Text section -
Top five tips for selling your business

  1. Choose the right buyer: Is this a trade sale, a sale to a player who wants to get into your sector or a sale to a private equity institution?
  2. Talk to at least two interested parties at the same time: Doing so keeps a little fear in the deal for potential buyers and stops them dragging their heels or messing you around on price.
  3. Prepare thoroughly for due diligence: Make sure that you have no holes in your business boat.
  4. Understand different methods of valuing your business: You don’t want anyone pulling the wool over your eyes as to what it’s worth.
  5. Get out as cleanly as you can: Keep earn-out periods and warranties to a minimum.
 

What else do you need to know? 

Due diligence
Any potential buyer of your business wants to conduct due diligence to check out what they're getting. Due diligence is equally relevant if you take on extra-institutional funding and is also required if you’re thinking of acquiring another company. Whoever’s carrying out the due diligence sends a due diligence questionnaire to you. The questionnaire lists all the information and accompanying documentation that the potential buyer of your business needs to conduct its due diligence review.

What is covered in a due diligence review?

  • Company details and structure
  • Share capital
  • Financial accounts
  • Current contracts
  • Assets
  • Intellectual Property
  • Employment
  • Litigation and disputes
 

What is a virtual data room?

As the seller, you will normally set up a virtual data room and add all requested documents into it. You choose the provider and foot the cost of the service. Thanks to technological advances, this process is now done almost exclusively electronically, instead of sending hundreds of paper documents. A well-arranged data room with easy to locate files helps the buyer conduct a smoother review and gives reassurance about the professional state of your company. When the documentation in the data room has been reviewed, the buyer’s advisors compile a due diligence report. The goal of the review is to locate any issues that can put a halt to the deal or cause problems for the buyer if not attended to and to ensure the buyer if the purchase goes ahead, isn’t paying over the odds for your business.
 

Agreeing on a price

The due diligence report initially impacts on the negotiation of the price for your company. If the report reveals some problems or risks, you can expect the buyer to want to knock the price down, whether as a result of missing contracts, lack of regulatory approvals, outstanding claims against you or holes in your numbers.
 

How is the price of your company assessed? 

At the early stage of your company’s development, valuations are often a question of guesswork, but as the company matures this can change. If you’re selling shares, three common methods are used to value your company: discounted cash flows, market multiples and net asset value. 
  • Discounting cash flows: This method works by estimating future cash flows and discounting them to come up with a value in today’s terms because the value of money changes over time. Instead of taking your forecast of future cash at face value, the DCF method applies a discount to reflect what could’ve been earned with that money over the same period. To work out discounted cash flows, you look at the estimated amount of cash made by your company each year in the future for a certain number of years and apply a discounted value to come up with the value of that cash in today’s market.
  • Multiplying earnings: The market multiple approaches takes an estimated value for future earnings of the company over a specified period of time and multiplies it by a certain number. A number of different types of multiples can be used when valuing a company. One of the most common is the price-earnings ratio. Other multiples used for this purpose include those derived from the enterprise value of your company, which is based on your EBIT (profit Earnings Before Interest and Tax).

Extracted entries -

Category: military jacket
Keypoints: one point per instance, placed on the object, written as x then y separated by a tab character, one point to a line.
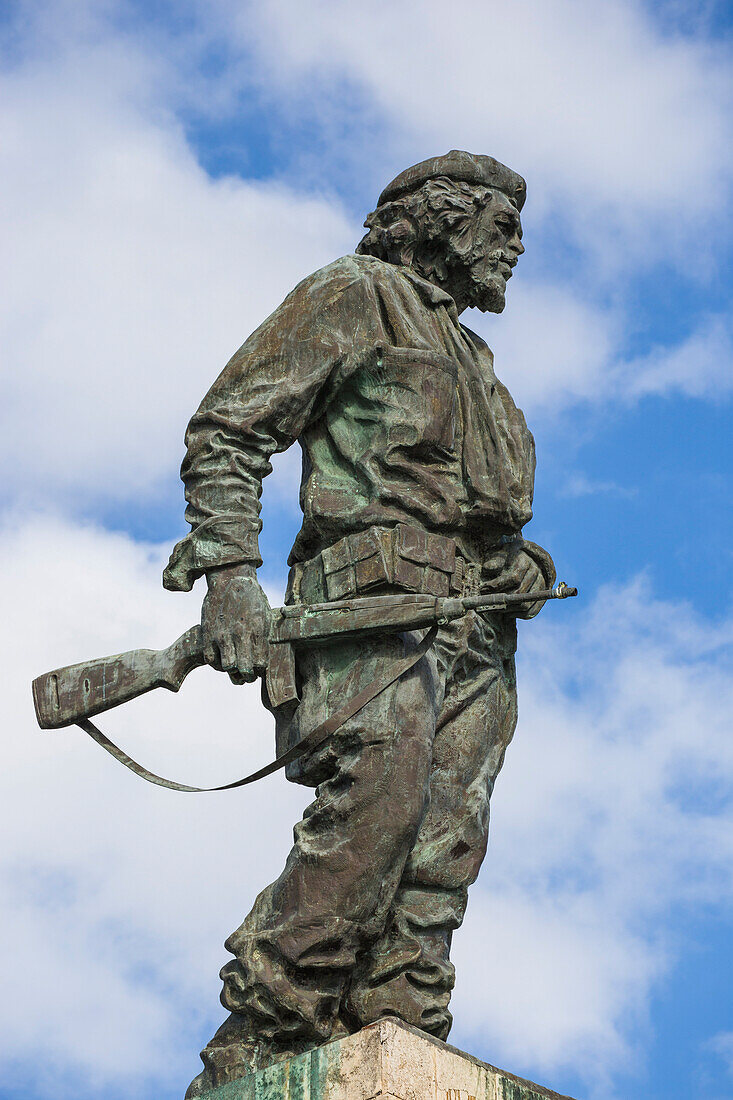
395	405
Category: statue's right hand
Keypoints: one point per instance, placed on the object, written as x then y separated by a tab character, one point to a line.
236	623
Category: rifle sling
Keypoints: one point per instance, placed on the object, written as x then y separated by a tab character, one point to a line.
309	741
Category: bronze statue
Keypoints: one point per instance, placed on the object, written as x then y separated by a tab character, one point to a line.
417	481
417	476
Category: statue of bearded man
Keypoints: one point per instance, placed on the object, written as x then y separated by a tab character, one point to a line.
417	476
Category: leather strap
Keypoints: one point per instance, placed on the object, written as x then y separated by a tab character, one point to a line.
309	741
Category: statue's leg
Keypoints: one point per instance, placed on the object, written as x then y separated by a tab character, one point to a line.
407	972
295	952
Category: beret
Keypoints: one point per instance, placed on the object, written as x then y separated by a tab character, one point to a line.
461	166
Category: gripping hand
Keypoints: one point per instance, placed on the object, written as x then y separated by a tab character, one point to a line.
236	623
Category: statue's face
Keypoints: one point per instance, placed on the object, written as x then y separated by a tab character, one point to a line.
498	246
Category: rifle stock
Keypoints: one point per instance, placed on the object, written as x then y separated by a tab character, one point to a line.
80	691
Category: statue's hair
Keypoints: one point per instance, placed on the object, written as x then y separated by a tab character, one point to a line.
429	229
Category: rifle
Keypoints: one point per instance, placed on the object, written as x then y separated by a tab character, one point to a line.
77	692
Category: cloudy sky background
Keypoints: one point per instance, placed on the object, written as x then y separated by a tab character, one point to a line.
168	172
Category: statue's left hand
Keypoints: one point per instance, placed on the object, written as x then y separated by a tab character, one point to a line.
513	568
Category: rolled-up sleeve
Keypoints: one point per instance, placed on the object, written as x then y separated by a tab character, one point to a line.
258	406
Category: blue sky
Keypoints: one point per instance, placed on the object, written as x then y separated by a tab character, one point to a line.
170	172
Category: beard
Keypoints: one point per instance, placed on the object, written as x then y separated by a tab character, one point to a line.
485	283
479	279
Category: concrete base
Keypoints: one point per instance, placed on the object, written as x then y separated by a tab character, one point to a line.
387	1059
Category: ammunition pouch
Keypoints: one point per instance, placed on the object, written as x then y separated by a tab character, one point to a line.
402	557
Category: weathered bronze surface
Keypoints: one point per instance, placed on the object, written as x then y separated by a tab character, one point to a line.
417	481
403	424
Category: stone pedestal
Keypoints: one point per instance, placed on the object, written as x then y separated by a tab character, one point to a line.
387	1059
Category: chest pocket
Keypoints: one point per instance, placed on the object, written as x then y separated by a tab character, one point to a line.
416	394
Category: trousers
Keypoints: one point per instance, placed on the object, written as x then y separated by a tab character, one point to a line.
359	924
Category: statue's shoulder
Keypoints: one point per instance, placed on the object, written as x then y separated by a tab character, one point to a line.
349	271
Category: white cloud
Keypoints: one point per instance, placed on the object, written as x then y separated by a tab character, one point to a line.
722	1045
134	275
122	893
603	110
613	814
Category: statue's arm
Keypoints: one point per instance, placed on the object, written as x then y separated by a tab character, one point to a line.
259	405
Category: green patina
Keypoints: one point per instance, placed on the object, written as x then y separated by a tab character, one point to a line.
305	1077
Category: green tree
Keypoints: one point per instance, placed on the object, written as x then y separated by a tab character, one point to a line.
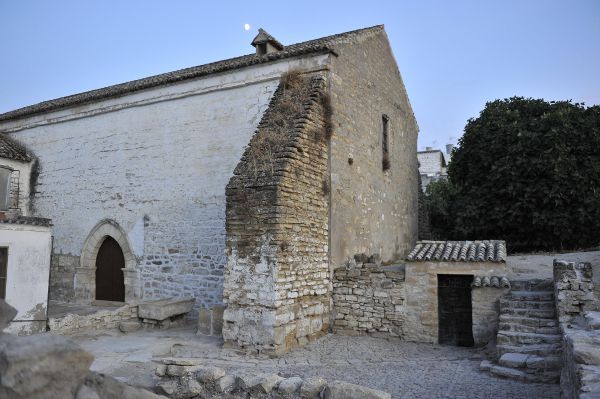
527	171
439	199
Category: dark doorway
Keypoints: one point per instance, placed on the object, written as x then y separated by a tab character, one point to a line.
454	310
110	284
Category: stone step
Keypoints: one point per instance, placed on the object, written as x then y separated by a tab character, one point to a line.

Tasks to complete -
(1) Copy, word for word, everything in the text on selling a business above from "4. Understand different" down to "due diligence review.".
(2) Report every line of the listing that contains the string "statue", reproducing each line in full.

Answers to the exercises -
(1)
4. Understand different methods of valuing your business: You don’t want anyone pulling the wool over your eyes as to what it’s worth.
  5. Get out as cleanly as you can: Keep earn-out periods and warranties to a minimum.
 

What else do you need to know? 

Due diligence
Any potential buyer of your business wants to conduct due diligence to check out what they're getting. Due diligence is equally relevant if you take on extra-institutional funding and is also required if you’re thinking of acquiring another company. Whoever’s carrying out the due diligence sends a due diligence questionnaire to you. The questionnaire lists all the information and accompanying documentation that the potential buyer of your business needs to conduct its due diligence review.

(2)
Category: statue's right hand
Category: bronze statue
Category: statue of bearded man
Category: statue's leg
Category: statue's face
Category: statue's hair
Category: statue's left hand
Category: statue's shoulder
Category: statue's arm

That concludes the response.